- _EXERCISE_
Set down the records without any change, from their first line through the line containing "69 129 L 81".

- _DATA FOR THIS TASK_

——

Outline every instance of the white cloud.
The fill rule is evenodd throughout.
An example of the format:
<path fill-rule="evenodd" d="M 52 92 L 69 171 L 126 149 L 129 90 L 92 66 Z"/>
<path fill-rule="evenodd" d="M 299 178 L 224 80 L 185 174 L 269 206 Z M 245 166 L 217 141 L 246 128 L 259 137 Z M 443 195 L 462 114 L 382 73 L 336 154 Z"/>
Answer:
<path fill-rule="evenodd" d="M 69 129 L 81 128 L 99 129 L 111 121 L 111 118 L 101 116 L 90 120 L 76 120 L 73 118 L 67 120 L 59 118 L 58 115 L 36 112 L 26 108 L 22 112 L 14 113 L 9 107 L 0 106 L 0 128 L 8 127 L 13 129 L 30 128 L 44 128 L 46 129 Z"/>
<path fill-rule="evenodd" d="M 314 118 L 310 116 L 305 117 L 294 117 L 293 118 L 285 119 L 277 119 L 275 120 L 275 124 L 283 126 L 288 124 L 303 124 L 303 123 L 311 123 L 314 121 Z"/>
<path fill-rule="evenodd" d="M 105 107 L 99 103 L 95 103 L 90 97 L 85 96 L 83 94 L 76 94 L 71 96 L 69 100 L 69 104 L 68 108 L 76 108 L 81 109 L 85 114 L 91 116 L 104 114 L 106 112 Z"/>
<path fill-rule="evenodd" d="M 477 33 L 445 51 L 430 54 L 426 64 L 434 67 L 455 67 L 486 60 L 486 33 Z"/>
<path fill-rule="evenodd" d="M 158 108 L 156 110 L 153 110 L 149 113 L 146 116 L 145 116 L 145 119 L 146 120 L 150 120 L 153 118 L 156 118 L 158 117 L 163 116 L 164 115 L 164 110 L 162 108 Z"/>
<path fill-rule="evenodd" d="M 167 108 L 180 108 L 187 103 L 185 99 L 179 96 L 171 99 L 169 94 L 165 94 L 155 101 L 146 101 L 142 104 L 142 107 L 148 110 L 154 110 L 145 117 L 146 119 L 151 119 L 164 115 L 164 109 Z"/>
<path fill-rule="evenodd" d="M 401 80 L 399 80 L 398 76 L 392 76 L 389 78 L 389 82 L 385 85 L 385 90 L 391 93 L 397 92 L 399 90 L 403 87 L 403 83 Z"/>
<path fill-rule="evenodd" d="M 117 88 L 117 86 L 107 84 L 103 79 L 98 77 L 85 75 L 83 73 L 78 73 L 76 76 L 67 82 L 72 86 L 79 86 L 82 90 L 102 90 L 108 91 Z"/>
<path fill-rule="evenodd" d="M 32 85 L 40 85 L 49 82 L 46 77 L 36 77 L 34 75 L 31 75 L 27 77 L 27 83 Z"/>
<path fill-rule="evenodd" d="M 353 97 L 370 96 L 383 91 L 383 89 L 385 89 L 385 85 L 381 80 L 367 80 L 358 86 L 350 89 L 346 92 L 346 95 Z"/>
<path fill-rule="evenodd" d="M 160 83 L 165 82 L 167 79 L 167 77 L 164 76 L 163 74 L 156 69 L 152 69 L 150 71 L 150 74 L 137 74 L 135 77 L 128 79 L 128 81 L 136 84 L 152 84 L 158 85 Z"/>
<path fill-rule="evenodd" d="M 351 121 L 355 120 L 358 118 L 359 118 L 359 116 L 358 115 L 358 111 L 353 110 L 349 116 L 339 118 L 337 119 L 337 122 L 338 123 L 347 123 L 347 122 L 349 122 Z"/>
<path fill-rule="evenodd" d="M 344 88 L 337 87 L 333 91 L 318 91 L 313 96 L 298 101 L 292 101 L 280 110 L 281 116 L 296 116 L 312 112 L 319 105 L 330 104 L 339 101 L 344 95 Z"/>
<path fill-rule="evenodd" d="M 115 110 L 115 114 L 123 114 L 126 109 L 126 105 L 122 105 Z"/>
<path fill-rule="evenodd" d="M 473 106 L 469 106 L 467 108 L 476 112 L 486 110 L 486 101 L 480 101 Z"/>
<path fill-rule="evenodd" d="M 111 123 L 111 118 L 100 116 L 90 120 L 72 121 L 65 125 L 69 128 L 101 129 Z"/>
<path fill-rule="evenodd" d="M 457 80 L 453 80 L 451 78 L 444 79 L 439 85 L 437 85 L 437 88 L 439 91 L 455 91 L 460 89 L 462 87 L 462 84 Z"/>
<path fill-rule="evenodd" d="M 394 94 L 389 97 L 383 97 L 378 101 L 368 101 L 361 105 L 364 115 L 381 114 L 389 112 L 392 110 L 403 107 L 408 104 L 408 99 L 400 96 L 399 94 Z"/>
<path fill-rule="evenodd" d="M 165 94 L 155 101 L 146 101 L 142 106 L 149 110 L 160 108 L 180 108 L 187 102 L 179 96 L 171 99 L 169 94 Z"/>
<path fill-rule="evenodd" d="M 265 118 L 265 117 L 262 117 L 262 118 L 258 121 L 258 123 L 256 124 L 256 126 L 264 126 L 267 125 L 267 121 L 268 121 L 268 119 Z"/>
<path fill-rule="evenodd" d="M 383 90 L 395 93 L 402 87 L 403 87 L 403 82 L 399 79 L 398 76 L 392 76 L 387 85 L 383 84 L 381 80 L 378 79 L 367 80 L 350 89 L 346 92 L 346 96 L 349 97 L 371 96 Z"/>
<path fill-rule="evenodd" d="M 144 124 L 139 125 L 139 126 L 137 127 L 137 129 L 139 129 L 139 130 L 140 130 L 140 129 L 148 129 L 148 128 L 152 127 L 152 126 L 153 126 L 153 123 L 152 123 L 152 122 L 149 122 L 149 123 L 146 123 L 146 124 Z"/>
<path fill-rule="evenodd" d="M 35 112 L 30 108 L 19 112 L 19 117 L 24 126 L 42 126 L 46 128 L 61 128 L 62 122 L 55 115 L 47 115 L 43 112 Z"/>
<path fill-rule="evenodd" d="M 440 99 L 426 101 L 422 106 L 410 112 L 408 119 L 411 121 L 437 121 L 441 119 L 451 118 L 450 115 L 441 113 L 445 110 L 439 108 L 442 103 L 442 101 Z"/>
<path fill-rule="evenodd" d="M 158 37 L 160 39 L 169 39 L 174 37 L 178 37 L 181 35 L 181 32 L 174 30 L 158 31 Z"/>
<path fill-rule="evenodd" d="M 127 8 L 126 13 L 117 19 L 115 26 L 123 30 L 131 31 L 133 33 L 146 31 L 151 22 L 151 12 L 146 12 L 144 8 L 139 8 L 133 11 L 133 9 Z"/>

——

- _RESULT FOR THIS EXERCISE_
Outline every instance of the white cloud.
The fill rule is evenodd throughout.
An example of the format:
<path fill-rule="evenodd" d="M 52 92 L 69 171 L 126 149 L 129 90 L 92 66 Z"/>
<path fill-rule="evenodd" d="M 299 178 L 224 80 L 185 174 L 269 206 Z M 245 166 L 217 141 L 246 128 L 259 137 Z M 443 195 L 462 114 L 382 73 L 336 154 Z"/>
Answer:
<path fill-rule="evenodd" d="M 69 129 L 81 128 L 99 129 L 111 121 L 111 118 L 101 116 L 90 120 L 76 120 L 73 118 L 67 120 L 59 118 L 58 115 L 36 112 L 26 108 L 22 112 L 14 113 L 9 107 L 0 106 L 0 128 L 8 127 L 13 129 L 30 128 L 44 128 L 46 129 Z"/>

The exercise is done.